** Opening MATERIAL FOR THIS TASK block **
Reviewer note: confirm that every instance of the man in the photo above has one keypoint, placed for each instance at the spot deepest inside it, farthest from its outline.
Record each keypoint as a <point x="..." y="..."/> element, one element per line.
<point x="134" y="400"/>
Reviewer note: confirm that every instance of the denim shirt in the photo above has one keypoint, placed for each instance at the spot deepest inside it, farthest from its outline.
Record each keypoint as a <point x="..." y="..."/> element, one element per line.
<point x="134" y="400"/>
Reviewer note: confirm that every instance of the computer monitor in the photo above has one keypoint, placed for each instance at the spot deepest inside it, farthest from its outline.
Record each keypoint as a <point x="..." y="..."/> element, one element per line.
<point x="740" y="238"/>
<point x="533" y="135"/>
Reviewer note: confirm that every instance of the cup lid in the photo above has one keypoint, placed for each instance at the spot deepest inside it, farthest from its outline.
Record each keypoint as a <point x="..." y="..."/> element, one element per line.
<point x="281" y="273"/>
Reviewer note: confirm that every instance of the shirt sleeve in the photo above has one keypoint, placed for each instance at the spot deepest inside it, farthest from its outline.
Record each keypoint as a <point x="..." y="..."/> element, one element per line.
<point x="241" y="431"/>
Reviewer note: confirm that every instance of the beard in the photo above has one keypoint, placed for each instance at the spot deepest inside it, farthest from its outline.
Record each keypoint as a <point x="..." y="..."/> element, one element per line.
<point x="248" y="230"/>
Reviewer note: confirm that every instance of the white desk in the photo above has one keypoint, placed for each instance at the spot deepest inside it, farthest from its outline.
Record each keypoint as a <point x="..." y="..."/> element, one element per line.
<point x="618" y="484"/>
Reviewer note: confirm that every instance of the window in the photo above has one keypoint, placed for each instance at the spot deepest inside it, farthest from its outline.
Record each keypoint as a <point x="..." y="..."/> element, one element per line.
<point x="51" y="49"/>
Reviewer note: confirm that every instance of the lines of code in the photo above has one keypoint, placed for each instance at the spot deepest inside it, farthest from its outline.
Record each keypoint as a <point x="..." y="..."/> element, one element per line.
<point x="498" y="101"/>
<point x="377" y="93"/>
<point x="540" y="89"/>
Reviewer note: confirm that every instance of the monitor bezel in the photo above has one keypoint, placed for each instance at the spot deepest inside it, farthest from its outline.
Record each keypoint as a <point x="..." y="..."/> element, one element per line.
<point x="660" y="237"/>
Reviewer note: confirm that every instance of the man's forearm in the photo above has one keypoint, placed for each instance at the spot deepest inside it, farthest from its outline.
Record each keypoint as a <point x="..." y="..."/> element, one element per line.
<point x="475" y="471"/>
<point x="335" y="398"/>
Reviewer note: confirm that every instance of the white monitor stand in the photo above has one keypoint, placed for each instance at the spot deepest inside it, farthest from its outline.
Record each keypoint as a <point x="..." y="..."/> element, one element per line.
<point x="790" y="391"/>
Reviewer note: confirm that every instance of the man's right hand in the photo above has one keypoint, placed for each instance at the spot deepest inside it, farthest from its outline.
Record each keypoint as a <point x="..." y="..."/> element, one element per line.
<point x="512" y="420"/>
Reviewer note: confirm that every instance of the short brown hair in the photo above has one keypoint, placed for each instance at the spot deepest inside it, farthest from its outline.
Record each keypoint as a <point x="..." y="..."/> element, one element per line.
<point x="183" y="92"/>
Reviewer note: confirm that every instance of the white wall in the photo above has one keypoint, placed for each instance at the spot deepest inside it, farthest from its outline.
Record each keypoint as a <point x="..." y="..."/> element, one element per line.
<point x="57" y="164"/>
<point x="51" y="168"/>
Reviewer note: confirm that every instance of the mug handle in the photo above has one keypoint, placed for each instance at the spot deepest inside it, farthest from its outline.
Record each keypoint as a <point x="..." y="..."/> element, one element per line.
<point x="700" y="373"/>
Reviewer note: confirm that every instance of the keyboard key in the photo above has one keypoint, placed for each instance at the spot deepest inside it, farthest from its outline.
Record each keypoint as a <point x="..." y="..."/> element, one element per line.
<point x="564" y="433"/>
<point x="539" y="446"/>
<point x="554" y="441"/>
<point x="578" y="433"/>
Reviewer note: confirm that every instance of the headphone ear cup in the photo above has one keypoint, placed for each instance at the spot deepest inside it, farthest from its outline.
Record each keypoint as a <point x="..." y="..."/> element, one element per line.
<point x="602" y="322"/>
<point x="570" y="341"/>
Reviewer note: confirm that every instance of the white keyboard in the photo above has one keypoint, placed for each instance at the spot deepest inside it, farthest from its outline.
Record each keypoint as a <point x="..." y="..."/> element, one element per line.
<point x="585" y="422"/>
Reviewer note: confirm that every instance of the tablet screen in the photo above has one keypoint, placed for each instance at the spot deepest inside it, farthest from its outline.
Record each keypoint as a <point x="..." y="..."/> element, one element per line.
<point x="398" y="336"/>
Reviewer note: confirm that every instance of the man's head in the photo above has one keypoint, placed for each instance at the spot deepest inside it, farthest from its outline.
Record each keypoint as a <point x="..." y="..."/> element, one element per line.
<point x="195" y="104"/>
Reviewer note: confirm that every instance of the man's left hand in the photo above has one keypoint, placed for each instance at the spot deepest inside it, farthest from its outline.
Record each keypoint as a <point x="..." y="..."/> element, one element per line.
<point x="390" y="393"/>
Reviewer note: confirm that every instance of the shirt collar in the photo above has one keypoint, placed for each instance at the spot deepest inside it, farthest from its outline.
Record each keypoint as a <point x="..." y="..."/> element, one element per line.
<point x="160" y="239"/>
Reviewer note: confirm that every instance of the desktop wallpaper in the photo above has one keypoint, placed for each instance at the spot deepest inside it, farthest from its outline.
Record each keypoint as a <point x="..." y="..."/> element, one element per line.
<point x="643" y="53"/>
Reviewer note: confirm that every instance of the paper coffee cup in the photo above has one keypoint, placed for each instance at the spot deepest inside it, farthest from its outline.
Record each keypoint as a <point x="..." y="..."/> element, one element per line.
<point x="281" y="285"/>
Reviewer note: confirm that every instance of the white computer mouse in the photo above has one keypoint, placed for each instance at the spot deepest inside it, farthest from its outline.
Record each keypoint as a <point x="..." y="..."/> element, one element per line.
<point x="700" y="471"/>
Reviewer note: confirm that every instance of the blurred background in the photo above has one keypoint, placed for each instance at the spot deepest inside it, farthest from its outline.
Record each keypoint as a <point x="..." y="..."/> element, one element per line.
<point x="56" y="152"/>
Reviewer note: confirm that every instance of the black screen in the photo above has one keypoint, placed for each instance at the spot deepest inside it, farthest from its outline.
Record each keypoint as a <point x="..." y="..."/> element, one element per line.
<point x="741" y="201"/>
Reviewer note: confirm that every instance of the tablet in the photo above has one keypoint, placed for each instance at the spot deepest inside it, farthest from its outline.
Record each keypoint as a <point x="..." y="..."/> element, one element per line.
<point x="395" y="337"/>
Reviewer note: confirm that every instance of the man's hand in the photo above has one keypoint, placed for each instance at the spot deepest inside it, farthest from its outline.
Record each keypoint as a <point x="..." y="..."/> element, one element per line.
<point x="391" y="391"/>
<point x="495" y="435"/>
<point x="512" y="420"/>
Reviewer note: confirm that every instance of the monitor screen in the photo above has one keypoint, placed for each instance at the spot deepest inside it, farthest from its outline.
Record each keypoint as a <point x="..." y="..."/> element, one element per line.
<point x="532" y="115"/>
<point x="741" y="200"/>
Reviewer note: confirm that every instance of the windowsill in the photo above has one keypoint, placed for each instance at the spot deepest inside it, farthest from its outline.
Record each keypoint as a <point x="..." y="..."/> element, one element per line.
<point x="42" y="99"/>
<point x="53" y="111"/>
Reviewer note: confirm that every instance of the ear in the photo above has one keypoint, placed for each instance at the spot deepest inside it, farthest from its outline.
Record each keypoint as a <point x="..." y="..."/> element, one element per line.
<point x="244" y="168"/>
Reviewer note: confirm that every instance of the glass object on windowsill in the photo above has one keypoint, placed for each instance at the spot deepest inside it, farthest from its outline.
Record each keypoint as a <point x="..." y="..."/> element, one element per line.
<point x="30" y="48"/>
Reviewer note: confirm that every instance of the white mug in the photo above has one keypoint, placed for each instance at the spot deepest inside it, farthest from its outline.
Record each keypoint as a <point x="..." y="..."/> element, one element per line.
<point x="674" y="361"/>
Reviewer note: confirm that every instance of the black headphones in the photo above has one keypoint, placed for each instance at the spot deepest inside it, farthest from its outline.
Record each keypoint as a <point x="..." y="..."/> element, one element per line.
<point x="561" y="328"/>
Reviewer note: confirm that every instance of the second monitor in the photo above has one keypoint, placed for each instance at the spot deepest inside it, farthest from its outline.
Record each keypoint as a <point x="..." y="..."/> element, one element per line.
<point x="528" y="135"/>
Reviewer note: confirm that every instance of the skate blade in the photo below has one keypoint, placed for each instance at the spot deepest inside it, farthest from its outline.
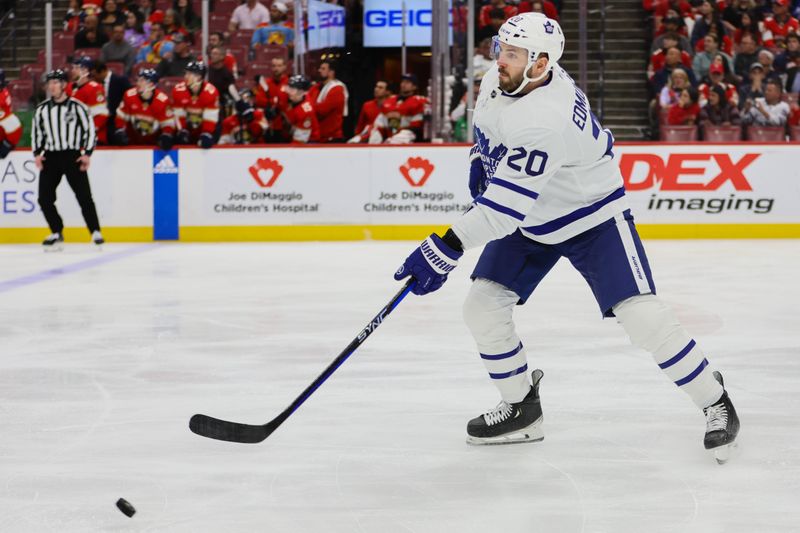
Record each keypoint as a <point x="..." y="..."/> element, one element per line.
<point x="725" y="453"/>
<point x="532" y="433"/>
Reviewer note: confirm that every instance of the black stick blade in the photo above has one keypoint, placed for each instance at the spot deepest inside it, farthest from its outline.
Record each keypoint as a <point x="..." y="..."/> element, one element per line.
<point x="214" y="428"/>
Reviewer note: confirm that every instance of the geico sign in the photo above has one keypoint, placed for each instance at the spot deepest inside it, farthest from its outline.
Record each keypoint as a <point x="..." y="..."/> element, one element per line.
<point x="379" y="18"/>
<point x="682" y="172"/>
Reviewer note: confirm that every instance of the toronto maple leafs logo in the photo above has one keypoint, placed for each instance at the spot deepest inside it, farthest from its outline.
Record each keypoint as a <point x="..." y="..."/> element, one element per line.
<point x="490" y="156"/>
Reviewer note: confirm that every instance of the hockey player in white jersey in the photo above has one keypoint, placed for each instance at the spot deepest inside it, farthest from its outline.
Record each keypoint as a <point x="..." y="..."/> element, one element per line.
<point x="546" y="185"/>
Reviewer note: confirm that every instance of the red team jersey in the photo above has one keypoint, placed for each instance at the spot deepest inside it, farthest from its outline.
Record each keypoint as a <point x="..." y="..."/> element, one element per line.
<point x="330" y="103"/>
<point x="412" y="114"/>
<point x="197" y="113"/>
<point x="369" y="112"/>
<point x="731" y="94"/>
<point x="93" y="95"/>
<point x="145" y="121"/>
<point x="302" y="118"/>
<point x="253" y="131"/>
<point x="773" y="28"/>
<point x="10" y="126"/>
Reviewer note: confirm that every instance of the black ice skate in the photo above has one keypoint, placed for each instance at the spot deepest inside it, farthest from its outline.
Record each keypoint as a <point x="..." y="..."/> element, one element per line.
<point x="98" y="240"/>
<point x="53" y="243"/>
<point x="722" y="426"/>
<point x="509" y="423"/>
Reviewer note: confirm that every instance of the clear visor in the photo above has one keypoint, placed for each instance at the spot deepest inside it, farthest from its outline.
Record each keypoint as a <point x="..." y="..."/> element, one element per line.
<point x="512" y="54"/>
<point x="494" y="50"/>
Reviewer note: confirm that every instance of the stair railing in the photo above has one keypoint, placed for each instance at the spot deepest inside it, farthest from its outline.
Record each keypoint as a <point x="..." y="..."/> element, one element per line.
<point x="8" y="25"/>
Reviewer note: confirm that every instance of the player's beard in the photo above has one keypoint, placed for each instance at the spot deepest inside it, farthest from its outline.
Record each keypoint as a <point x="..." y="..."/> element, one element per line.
<point x="510" y="84"/>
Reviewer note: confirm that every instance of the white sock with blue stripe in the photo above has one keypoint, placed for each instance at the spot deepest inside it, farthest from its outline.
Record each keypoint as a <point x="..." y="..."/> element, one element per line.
<point x="652" y="326"/>
<point x="488" y="312"/>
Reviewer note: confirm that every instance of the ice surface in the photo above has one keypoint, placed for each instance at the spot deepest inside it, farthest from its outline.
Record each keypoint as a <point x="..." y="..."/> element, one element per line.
<point x="101" y="366"/>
** Closing MATERIAL FOR THIS TASK block **
AIM OF THE EXERCISE
Pull each line containing the word "tablet" out of the data above.

WRITTEN RESPONSE
Reviewer note: confirm that every instance of the tablet screen in the photo above has one keypoint, placed for each instance at the spot deepest inside it, farthest from its outline.
Reviewer note: confirm that every instance of the tablet in the photo above has one keypoint, placed for each instance at the spot deepest inside it, farthest from its outline.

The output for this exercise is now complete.